What needs to be done: From the data below, return the exact lines starting at the line containing "positive clicks: (100, 92) (89, 88)" and ending at the line containing "box: [201, 138, 208, 231]", both included, and nothing else.

Input material START

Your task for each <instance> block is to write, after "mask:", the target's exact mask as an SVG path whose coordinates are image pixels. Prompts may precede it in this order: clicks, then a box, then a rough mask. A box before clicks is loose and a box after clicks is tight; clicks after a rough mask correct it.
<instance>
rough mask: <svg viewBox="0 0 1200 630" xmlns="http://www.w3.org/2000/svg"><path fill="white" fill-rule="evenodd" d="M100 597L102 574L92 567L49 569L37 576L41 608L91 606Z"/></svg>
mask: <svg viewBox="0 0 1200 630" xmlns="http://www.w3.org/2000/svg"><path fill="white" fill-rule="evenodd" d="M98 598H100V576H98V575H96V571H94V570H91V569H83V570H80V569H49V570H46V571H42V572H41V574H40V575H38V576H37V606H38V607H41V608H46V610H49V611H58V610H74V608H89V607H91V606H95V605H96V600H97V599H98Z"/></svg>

Input material END
Input material START

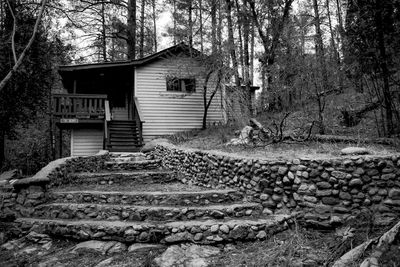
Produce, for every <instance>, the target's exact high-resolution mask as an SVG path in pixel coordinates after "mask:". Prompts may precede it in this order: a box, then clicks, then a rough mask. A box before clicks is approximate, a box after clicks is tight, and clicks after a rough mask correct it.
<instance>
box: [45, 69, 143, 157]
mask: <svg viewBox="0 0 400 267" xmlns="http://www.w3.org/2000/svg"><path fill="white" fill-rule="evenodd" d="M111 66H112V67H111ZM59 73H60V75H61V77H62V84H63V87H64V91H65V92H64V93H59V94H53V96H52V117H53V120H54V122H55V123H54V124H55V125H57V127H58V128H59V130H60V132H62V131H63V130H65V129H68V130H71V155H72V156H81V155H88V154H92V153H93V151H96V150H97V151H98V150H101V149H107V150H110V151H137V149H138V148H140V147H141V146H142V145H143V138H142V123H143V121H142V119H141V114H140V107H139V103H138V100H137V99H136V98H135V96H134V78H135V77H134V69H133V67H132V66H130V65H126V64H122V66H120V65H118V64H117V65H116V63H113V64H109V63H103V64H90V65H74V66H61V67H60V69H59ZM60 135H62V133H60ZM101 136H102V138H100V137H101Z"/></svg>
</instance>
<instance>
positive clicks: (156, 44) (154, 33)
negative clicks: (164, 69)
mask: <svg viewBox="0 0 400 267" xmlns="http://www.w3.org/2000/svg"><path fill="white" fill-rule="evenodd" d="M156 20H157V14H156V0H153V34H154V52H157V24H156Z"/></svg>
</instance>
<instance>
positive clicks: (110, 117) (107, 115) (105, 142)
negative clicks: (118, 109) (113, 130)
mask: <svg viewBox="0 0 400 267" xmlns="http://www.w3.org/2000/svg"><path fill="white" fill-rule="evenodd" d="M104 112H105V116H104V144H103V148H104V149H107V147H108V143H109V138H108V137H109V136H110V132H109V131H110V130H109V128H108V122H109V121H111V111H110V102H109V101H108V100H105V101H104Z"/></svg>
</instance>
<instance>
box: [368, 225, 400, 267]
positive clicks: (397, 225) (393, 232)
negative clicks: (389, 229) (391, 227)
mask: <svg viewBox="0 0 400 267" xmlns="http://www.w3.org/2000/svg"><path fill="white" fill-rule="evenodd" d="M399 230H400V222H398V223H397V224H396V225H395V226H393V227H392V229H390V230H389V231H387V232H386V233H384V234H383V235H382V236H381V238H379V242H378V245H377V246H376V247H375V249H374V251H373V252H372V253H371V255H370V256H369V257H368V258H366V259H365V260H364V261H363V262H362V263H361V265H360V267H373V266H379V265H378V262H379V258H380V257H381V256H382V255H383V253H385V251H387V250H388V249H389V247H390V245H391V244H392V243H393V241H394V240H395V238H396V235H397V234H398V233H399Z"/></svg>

Input material END
Input material START

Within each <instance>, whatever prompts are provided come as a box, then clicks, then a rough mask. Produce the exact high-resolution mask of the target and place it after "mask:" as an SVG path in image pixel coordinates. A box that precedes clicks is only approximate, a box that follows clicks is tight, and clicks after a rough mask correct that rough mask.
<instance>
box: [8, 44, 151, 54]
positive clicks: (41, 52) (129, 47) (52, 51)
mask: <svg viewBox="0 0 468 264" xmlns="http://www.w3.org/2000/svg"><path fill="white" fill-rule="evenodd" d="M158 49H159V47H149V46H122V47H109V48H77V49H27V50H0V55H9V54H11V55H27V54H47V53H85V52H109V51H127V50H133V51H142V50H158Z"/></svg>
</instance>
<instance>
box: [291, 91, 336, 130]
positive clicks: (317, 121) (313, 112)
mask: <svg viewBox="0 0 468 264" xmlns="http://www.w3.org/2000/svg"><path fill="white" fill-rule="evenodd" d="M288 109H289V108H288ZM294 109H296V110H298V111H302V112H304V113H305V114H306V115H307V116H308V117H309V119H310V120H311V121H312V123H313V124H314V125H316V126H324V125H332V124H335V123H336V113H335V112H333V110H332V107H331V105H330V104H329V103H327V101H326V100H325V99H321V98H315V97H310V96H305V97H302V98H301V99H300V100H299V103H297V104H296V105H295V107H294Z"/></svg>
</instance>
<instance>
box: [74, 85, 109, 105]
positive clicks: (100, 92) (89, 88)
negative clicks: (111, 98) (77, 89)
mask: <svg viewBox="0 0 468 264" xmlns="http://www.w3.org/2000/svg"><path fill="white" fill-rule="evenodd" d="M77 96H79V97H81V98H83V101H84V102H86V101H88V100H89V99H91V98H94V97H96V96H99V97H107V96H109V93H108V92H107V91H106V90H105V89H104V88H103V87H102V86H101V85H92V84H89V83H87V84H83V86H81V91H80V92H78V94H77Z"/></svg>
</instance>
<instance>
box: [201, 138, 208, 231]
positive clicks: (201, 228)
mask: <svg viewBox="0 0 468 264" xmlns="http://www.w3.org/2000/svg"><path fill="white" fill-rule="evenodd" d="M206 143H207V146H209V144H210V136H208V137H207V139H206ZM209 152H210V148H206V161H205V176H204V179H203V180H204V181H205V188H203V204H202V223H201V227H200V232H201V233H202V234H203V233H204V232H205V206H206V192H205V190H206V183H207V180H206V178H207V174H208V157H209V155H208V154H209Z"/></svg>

Input material END

Task solution:
positive clicks: (100, 92) (89, 88)
negative clicks: (111, 98) (77, 89)
mask: <svg viewBox="0 0 468 264" xmlns="http://www.w3.org/2000/svg"><path fill="white" fill-rule="evenodd" d="M77 96H79V97H81V98H83V101H84V102H86V101H88V100H89V99H91V98H94V97H96V96H99V97H107V96H109V93H108V92H107V91H106V90H105V89H104V88H103V87H102V86H101V85H92V84H89V83H87V84H83V86H81V91H80V92H78V94H77Z"/></svg>
</instance>
<instance>
box: [201, 138, 208, 231]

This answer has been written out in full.